[Dataset records]
○ ○ ○

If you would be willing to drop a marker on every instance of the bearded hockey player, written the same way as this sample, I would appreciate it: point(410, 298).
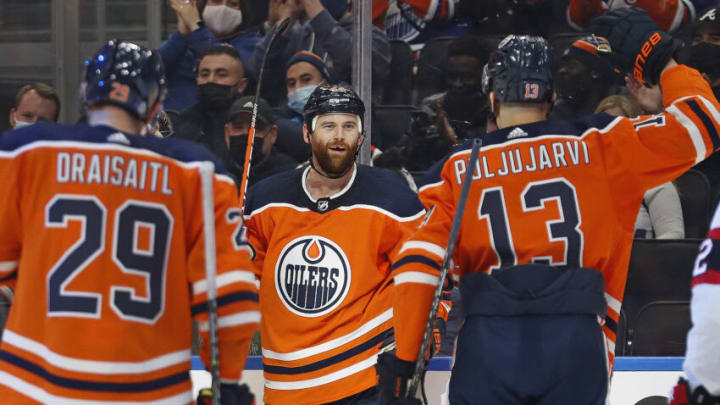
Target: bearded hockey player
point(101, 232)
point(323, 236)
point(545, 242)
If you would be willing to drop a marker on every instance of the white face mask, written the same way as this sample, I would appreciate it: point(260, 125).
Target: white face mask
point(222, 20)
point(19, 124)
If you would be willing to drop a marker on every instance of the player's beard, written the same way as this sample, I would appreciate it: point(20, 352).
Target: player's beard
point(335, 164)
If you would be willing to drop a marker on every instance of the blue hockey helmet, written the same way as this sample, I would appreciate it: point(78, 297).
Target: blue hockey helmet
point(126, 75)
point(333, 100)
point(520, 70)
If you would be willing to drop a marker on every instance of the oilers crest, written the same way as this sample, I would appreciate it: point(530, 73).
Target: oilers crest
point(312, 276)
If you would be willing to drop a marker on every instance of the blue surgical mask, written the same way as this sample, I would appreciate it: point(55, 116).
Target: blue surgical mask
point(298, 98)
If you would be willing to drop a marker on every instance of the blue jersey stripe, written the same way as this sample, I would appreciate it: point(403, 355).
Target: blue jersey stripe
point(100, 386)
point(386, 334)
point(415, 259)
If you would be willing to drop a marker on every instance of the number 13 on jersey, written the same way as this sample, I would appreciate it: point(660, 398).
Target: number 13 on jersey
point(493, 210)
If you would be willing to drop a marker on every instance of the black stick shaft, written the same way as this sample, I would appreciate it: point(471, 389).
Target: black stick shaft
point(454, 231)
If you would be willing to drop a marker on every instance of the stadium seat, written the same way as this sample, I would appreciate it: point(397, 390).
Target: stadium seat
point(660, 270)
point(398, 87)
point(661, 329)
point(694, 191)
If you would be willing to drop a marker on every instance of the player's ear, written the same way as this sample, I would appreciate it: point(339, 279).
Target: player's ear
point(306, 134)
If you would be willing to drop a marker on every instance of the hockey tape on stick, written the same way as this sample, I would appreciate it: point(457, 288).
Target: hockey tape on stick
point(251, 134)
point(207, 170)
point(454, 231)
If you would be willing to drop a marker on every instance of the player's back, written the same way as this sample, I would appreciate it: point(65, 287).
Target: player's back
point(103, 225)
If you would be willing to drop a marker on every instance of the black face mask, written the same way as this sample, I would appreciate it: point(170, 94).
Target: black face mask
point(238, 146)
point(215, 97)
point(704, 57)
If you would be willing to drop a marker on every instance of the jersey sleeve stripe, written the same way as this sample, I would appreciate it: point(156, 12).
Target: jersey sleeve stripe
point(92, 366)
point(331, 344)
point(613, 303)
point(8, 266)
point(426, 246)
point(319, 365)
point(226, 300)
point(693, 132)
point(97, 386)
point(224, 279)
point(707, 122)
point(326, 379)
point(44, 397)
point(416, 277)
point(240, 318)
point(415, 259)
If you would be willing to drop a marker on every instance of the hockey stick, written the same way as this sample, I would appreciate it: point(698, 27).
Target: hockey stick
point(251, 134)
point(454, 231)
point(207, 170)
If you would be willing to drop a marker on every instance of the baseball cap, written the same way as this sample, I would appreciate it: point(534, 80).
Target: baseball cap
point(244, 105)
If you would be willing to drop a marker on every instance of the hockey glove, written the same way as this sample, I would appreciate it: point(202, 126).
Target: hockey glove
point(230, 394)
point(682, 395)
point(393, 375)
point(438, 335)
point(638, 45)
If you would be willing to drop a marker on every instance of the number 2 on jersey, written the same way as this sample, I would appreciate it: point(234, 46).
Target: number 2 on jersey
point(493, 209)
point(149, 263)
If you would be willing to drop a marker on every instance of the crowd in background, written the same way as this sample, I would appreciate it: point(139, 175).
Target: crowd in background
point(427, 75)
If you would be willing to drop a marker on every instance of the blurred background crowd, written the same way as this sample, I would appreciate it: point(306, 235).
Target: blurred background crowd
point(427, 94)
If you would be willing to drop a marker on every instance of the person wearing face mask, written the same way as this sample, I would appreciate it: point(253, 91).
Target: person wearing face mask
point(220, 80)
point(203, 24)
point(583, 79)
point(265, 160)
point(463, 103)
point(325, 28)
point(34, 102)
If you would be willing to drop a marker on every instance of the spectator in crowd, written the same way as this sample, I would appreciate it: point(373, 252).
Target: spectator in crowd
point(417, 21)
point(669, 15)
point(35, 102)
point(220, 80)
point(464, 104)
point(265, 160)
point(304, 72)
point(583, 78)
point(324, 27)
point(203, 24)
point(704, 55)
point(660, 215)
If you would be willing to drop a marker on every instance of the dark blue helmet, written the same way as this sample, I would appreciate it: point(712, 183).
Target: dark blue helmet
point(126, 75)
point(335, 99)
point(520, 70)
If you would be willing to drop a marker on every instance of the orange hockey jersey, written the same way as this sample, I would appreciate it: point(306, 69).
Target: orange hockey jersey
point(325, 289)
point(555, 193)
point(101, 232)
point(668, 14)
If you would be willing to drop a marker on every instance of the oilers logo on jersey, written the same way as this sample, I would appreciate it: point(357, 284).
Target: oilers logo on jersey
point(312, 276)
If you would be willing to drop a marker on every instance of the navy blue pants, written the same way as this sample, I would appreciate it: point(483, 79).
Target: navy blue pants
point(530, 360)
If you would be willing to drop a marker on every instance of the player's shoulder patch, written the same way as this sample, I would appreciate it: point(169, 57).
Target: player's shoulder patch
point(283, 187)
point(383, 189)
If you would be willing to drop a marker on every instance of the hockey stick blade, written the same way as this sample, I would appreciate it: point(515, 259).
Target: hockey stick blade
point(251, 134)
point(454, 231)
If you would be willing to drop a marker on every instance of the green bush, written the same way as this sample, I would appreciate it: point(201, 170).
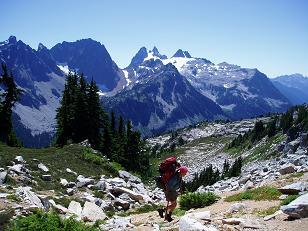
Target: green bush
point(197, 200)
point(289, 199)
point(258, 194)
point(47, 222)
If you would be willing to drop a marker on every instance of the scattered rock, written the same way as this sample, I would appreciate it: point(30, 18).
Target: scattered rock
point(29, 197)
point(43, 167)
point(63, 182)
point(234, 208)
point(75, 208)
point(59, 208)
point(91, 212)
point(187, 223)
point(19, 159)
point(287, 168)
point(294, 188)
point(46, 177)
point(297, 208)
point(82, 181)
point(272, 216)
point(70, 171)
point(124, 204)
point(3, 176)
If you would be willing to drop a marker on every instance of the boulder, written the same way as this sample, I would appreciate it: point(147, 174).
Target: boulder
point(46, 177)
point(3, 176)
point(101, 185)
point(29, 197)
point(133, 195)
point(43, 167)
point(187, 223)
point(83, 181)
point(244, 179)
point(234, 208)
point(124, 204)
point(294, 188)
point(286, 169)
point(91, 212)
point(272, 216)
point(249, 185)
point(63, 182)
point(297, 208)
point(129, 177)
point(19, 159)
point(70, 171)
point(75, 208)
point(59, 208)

○ ○ ○

_WHAT YOU HAVE TO DO_
Can you rewrite the lines of the material as a JSON list of strings, starting at the line containing "it: point(260, 125)." and ending at the line containing "point(493, 210)", with both of those lines included, one string per line, and blank lines omitted?

_OUTPUT OF THE EXERCISE_
[
  "If you would be willing to drop a marker on every instance of the white face mask, written the same way as this sample, I would appreciate it: point(260, 125).",
  "Target: white face mask",
  "point(222, 20)",
  "point(19, 124)",
  "If you would be willing to drop a marker on every instance of the player's beard, written the same way as this sample, I would appreciate it: point(20, 352).",
  "Target: player's beard",
  "point(335, 164)",
  "If you would be willing to drop a marker on every instance of the blue hockey helmet, written the same way as this sample, I would appreciate it: point(78, 297).",
  "Target: blue hockey helmet",
  "point(126, 75)",
  "point(333, 100)",
  "point(520, 70)",
  "If you would be willing to drop a marker on every instance of the oilers crest, written the same way as this sample, I would appreciate it: point(530, 73).",
  "Target: oilers crest",
  "point(312, 276)",
  "If you would be willing to drop a marker on every instance of the blue surgical mask, written the same way as this sample, I would appreciate it: point(55, 116).",
  "Target: blue surgical mask",
  "point(298, 98)",
  "If you would be willing to drop a marker on every instance of the blue jersey stripe, written the same way as this sample, I would appreciate it: point(403, 355).",
  "Target: blue jersey stripe",
  "point(100, 386)",
  "point(386, 334)",
  "point(415, 259)",
  "If you would be willing to drop a marker on every instance of the number 13 on jersey, written the same way as this sample, I would appreciate it: point(660, 398).",
  "Target: number 13 on jersey",
  "point(493, 210)"
]